==== Page excerpt ====
If you really want to discard any changes during a live failover, this is easy. Remember, your VM will be running and IO will be processed, so ensure that’s actually what you want to do.
All you need to do is perform a failover (or use the MOVE option for a graceful transition) and ensure the auto-commit policy is set to “do not auto-commit.” Ensure that the commit is set to manual. Then do your tests, and when you’re done, instead of committing, you’ll press the “roll-back” button, and everything will go right back the way it was in production, before you failed over. Any IO that happened during this process will be lost. Replication will pick back up again and you’ll continue to be protected.
This is actually a designed feature. Zerto allows you to have thousands of check points to choose from when you failover. If you failover and the checkpoint you chose doesn’t work, you rollback and try another checkpoint. No different than what you want to use it for really.
====
Exercise instructions:
**a.** In the Zerto failover passage, what happens to any IO processed during the test once you press the roll-back button?
**b.** Please extend the Zerto failover passage with a few sentences that pick up right after its final line.
==== Excerpted records ====
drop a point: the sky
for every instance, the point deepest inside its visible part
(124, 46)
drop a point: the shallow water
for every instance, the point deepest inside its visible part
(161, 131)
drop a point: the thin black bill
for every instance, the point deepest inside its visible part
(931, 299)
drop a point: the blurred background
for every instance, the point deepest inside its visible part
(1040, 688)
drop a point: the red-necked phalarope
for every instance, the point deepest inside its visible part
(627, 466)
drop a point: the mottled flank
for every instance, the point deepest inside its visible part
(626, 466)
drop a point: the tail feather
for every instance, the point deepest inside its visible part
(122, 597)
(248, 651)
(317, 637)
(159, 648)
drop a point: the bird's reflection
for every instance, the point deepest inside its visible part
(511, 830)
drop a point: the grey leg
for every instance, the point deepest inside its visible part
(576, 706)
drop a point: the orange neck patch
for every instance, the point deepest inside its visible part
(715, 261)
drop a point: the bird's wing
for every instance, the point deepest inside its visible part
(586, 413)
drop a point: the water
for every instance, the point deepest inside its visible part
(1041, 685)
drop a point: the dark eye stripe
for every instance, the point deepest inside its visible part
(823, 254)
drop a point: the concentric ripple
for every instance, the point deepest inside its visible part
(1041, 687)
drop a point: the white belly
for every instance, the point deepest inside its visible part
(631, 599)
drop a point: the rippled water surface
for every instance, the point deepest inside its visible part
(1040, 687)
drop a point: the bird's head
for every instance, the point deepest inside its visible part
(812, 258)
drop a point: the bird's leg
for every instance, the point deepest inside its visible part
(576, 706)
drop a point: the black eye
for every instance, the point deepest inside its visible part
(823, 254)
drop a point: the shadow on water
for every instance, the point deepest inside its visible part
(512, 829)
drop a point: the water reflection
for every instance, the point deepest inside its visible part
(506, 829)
====
==== Excerpted records ====
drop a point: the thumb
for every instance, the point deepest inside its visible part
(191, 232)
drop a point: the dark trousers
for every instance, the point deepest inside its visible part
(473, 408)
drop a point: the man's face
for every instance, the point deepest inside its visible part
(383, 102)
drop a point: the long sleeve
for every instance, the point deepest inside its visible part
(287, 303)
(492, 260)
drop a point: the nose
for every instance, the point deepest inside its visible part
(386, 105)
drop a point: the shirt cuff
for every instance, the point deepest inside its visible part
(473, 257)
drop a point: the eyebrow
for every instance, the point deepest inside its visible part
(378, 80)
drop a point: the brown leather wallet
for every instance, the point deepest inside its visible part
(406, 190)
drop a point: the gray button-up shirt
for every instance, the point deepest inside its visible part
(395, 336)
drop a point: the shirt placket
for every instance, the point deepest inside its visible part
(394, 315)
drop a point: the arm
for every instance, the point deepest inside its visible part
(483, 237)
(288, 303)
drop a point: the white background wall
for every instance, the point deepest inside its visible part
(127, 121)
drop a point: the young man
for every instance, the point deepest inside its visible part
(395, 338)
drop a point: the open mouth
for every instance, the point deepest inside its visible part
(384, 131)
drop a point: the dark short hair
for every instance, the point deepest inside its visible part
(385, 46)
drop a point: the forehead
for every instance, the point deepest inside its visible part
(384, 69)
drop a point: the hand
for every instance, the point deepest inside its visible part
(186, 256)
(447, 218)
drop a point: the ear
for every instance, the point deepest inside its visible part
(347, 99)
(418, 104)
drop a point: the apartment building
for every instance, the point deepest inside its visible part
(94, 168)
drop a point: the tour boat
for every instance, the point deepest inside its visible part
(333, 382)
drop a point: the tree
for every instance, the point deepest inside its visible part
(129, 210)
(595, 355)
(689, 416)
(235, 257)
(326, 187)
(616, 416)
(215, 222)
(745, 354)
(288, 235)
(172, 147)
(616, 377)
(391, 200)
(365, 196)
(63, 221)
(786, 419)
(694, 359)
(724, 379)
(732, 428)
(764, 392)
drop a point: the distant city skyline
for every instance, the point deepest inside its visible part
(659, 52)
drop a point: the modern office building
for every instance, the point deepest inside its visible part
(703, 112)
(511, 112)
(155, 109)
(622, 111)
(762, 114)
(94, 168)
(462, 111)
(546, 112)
====
==== Excerpted records ====
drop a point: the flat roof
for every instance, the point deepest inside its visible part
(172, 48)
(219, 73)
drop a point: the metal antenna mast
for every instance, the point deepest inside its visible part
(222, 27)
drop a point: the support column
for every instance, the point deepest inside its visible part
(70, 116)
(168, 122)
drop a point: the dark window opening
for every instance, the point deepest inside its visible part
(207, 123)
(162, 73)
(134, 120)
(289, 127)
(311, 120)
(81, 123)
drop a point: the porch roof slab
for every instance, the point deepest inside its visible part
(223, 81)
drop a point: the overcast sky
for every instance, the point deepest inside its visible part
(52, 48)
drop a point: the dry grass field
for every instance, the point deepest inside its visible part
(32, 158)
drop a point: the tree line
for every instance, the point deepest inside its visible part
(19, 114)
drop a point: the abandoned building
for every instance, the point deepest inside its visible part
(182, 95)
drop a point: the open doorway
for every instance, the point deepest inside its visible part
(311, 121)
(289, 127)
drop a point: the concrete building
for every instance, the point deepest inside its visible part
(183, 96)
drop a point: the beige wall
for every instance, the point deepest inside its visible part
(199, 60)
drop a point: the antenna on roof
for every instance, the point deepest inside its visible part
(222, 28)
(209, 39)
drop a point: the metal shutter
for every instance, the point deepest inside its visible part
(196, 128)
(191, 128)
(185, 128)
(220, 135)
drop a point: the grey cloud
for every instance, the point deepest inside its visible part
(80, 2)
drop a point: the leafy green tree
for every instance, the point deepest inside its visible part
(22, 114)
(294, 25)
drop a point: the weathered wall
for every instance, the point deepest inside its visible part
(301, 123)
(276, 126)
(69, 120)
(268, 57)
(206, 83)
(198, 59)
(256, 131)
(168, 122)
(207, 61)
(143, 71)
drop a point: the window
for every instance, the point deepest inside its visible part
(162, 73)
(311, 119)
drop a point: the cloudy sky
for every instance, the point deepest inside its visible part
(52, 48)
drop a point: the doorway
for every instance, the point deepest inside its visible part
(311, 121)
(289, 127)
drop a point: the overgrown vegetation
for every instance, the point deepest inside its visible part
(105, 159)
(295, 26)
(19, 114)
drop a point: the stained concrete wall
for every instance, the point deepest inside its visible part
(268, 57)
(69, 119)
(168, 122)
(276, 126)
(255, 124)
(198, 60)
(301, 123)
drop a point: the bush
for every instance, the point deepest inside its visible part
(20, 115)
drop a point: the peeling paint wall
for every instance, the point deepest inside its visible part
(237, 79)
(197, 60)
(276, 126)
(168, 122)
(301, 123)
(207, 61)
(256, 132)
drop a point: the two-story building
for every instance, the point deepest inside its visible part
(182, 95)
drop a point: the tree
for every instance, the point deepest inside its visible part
====
Results in order:
**a.** It is lost.

**b.**
I think this still has the original protected VM in place, though powered off. At the same time keeping the newly created VM powered up at the recovery site. Our issues is our SDN runs into conflicts with duplicate MAC addresses in vcenter, even across sites.
It shouldn’t. The source VM should be powered off and removed from the vcenter inventory. Only 1 version of the VM stays in play during the process. When you revert, same operation. VM is powered off and removed from inventory, then the VM is added to inventory on the other side and turned on.